## PROBLEM TO SOLVE
Copy the ultrasound-ruling article between "Thus it is conceivable" and "process more challenging.", inclusive, swapping "legislation" for "law".

Segment Start: DOCUMENT EXCERPT

Justice Eagles had powerful words in her decision, calling the law “one-size-fits-all” and “an impermissible attempt to compel these providers to deliver the state’s message in favor of childbirth and against abortion”. Only Louisiana, Texas, and Wisconsin have similar laws on their books, though seven states require that patients must be offered the opportunity to see the ultrasound. In the Woman’s Right to Know Act, not only were no exceptions made, but Justice Eagles expressed concern that regarding the forced “state’s message to women who do not want to hear it or who are at risk of significant psychological harm from receiving it”. But ultrasounds are already standard practice and general practice includes permitting women to see their ultrasounds. Carolina Abortion Fund board member and former clinic employee Kelsea McLain says, “…I performed about 400 [ultrasounds]…My process involved asking the patient what she wanted to see, or know, if anything. I was surprised at how many women ended up wanting to see their ultrasound and almost everyone wanted to know how far along they were. I’d say maybe a tenth of them would change their mind.”

Thus it is conceivable that forced ultrasound viewing and verbal description would actually decrease the number of women changing their minds (as frustration tends to lead to anger and women may simply emotionally shut down and insist on moving through the process), and this legislation was actually intended to restrict access, either blocking women who do not have financial means for a two day event or causing scheduling conflicts and making the appointment-making process more challenging.

Cecile Richards, president of the Planned Parenthood Action Fund, said in a statement, “Today’s ruling marks a major victory for North Carolina women and sends a message to lawmakers across the country: It is unconstitutional for politicians to interfere in a woman’s personal medical decisions.” Julie Rikel of the Center for Reproductive Rights called it a great win for the first amendment, saying, “What the judge said here is that the state is not allowed to use doctors to force its own ideology onto patients, especially when the doctor feels that doing that could harm the patients.”

Segment End: DOCUMENT EXCERPT
Segment Start: PROVIDED DATA

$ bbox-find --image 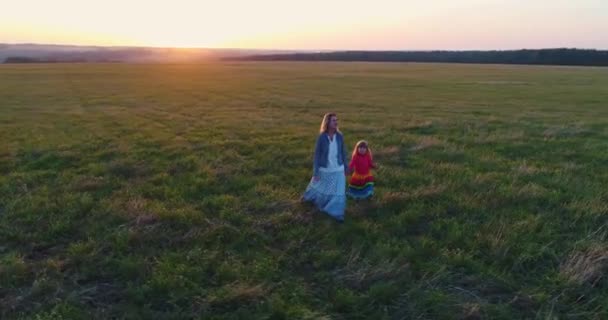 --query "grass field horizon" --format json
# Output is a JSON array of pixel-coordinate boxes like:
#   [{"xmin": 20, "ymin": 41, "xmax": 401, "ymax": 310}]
[{"xmin": 0, "ymin": 62, "xmax": 608, "ymax": 319}]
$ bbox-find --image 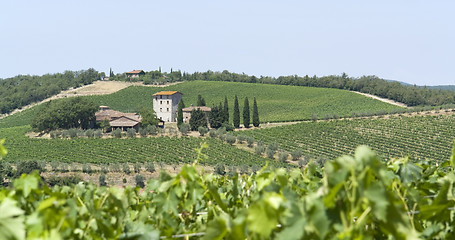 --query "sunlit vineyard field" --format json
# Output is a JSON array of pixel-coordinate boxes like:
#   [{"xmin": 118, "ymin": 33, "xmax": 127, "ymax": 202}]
[
  {"xmin": 237, "ymin": 115, "xmax": 455, "ymax": 161},
  {"xmin": 0, "ymin": 127, "xmax": 286, "ymax": 169}
]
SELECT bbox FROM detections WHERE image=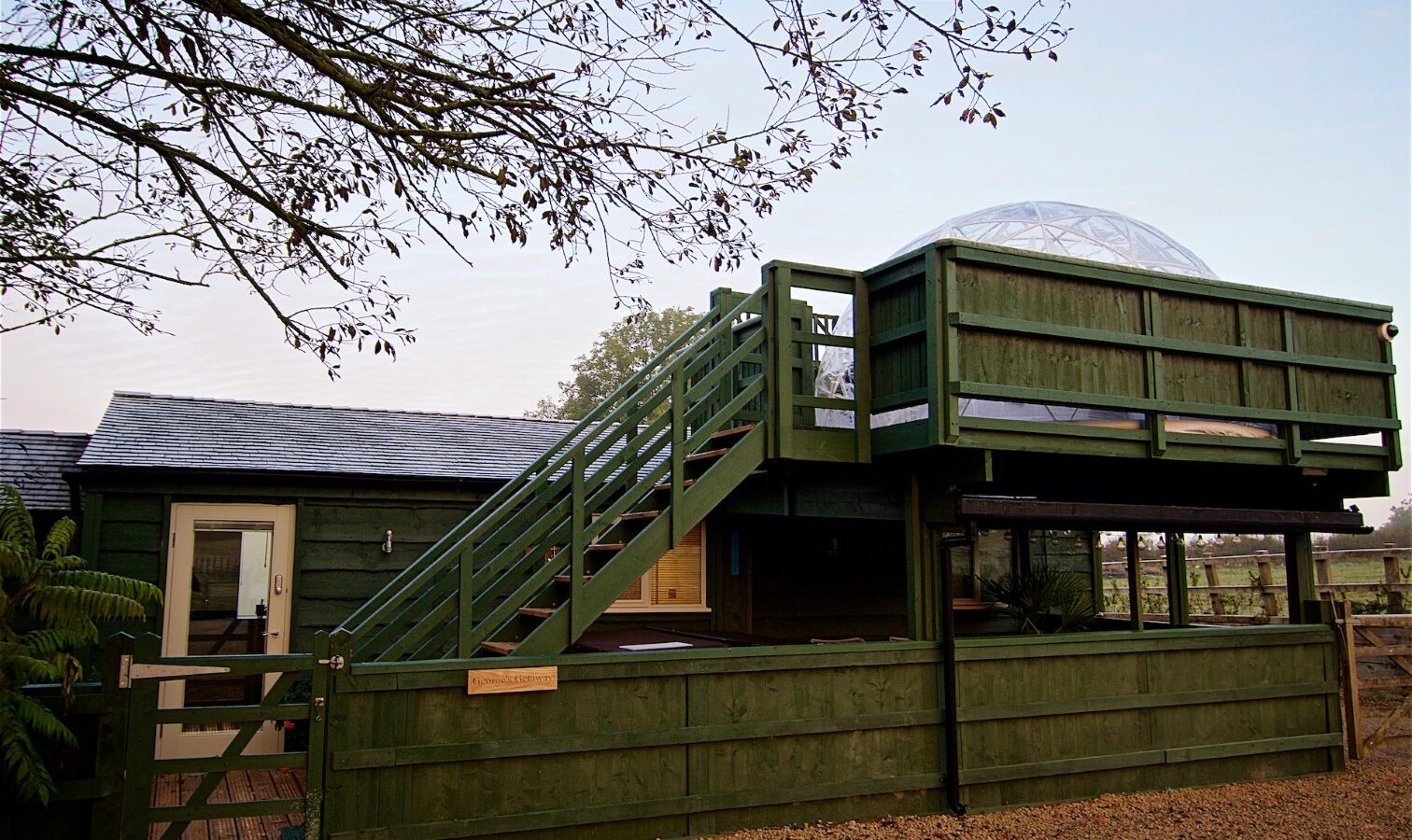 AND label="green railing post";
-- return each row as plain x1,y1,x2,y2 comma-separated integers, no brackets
304,630,333,840
762,265,794,457
668,369,686,546
853,273,872,463
569,455,587,641
456,545,476,659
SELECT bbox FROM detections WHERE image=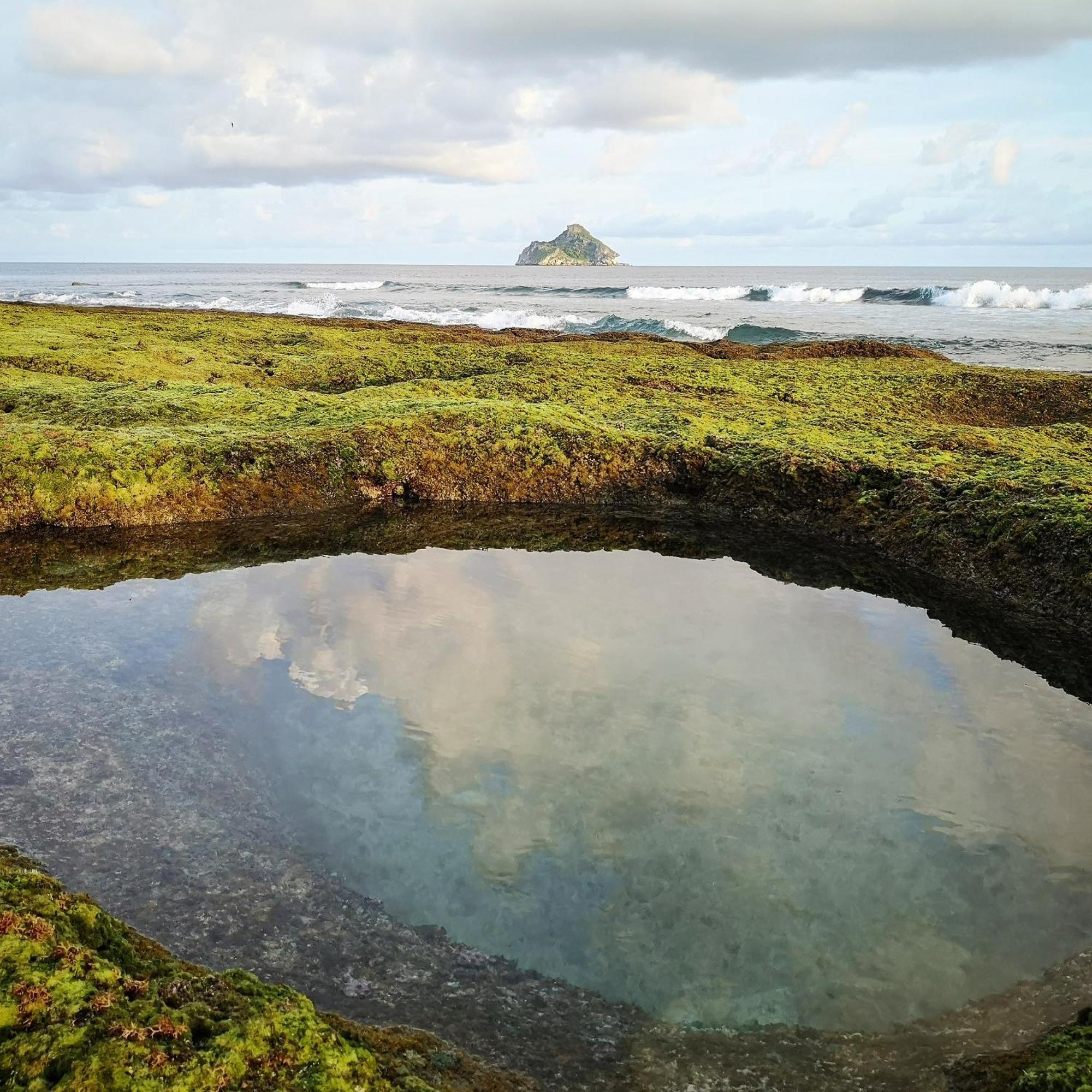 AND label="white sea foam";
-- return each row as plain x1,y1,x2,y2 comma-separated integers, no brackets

Segment End: PROVIDED DATA

## SOLUTION
Thus it is conceivable that forced ultrasound viewing and verbal description would actually decrease the number of women changing their minds (as frustration tends to lead to anger and women may simply emotionally shut down and insist on moving through the process), and this law was actually intended to restrict access, either blocking women who do not have financial means for a two day event or causing scheduling conflicts and making the appointment-making process more challenging.